## Aufgabenstellung:
Aktualisieren Sie den Abschnitt von der Zeile mit „Query: black wing tip“ bis zur Zeile mit „(1145, 147)“, indem Sie „dragonfly“ durch „damselfly“ ersetzen. Geben Sie diese Zeilen ansonsten unverändert wieder.

## Bereitgestellte Daten:

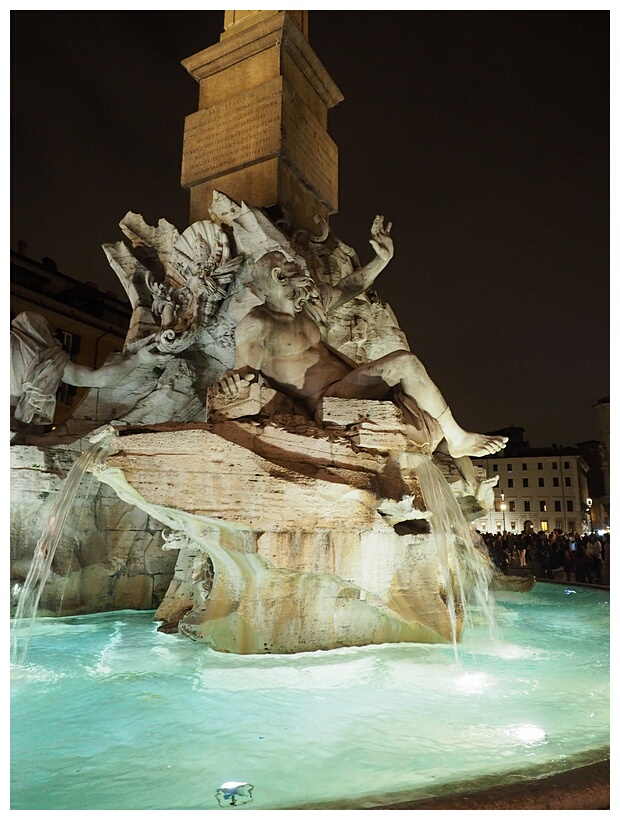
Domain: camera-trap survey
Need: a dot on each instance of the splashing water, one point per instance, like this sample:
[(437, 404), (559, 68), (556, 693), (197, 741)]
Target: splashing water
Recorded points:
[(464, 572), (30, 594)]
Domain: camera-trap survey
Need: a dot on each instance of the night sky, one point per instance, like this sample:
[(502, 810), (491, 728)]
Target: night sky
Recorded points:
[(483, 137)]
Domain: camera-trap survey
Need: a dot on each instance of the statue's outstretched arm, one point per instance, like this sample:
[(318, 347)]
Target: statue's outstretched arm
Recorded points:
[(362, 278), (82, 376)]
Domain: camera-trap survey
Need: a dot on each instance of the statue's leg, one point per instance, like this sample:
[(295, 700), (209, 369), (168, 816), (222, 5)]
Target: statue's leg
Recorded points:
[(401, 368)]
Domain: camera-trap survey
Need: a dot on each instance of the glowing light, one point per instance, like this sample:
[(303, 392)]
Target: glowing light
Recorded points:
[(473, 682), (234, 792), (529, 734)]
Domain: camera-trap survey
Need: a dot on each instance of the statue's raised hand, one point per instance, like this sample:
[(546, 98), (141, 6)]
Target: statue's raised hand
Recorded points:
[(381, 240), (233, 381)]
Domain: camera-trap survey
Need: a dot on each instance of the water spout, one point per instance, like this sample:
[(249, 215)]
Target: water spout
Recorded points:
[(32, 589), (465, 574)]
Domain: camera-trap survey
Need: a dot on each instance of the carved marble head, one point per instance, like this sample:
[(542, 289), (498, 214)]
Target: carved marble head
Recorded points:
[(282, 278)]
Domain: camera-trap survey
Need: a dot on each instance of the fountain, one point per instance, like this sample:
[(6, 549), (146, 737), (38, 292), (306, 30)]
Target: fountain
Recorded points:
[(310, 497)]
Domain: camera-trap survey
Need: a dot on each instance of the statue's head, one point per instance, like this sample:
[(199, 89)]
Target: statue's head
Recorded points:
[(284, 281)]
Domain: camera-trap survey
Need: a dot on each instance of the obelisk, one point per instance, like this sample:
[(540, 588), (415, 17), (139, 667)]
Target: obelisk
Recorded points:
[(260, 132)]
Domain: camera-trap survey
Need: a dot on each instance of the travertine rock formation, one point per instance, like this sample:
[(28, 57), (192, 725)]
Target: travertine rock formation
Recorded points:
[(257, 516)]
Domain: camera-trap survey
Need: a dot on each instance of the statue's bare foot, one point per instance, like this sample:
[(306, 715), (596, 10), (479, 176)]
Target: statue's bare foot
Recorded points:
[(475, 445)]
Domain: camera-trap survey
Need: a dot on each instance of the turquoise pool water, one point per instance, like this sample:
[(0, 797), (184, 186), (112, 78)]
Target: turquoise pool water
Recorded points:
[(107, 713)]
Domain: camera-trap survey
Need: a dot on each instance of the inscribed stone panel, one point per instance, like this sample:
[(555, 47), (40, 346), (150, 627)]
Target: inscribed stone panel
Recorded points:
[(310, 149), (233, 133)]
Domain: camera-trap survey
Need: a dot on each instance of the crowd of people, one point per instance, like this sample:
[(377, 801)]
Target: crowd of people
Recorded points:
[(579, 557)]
==
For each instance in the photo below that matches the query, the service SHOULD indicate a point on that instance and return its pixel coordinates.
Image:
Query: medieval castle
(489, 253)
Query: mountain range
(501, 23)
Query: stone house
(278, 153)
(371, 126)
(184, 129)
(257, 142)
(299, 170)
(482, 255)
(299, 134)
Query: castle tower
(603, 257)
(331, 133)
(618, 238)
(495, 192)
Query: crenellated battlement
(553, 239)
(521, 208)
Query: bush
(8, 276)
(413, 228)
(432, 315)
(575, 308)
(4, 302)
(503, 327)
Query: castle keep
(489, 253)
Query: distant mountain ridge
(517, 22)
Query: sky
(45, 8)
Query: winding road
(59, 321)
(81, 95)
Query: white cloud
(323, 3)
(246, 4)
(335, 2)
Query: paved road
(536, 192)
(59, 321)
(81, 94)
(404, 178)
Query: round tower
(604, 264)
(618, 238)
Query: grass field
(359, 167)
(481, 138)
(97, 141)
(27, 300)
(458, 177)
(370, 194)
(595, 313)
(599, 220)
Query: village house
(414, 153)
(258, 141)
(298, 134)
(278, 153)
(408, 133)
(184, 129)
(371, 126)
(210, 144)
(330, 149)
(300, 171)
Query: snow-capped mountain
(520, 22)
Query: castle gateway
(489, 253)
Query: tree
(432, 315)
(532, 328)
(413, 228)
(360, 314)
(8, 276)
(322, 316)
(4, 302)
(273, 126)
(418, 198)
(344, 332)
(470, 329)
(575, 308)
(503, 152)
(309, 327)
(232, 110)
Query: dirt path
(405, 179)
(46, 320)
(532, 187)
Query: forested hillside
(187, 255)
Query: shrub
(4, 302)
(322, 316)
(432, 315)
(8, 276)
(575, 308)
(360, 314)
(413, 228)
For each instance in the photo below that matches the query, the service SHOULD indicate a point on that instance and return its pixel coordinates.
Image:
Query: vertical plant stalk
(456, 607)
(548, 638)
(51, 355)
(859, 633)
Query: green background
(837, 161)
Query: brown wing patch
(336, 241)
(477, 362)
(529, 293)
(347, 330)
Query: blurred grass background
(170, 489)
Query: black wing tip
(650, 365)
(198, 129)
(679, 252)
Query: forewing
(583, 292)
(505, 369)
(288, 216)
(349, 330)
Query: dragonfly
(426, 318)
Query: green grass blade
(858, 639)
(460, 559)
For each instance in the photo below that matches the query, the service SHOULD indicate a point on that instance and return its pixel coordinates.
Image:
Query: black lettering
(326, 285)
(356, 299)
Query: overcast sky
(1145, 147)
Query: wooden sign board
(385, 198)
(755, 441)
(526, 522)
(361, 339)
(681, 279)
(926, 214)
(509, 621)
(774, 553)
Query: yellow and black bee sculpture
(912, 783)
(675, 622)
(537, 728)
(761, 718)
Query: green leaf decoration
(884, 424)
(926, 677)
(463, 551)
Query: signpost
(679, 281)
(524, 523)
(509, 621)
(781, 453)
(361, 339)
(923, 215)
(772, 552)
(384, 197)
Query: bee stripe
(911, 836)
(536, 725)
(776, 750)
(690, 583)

## Antwort:
Query: black wing tip
(650, 365)
(198, 129)
(679, 252)
Query: forewing
(583, 292)
(505, 369)
(288, 216)
(349, 330)
Query: damselfly
(426, 318)
Query: green grass blade
(858, 639)
(460, 559)
For each instance in the photo below that matches the query, the service SHOULD indicate a point on that instance and return its pixel coordinates.
Image:
Query: black lettering
(326, 285)
(356, 299)
Query: overcast sky
(1145, 147)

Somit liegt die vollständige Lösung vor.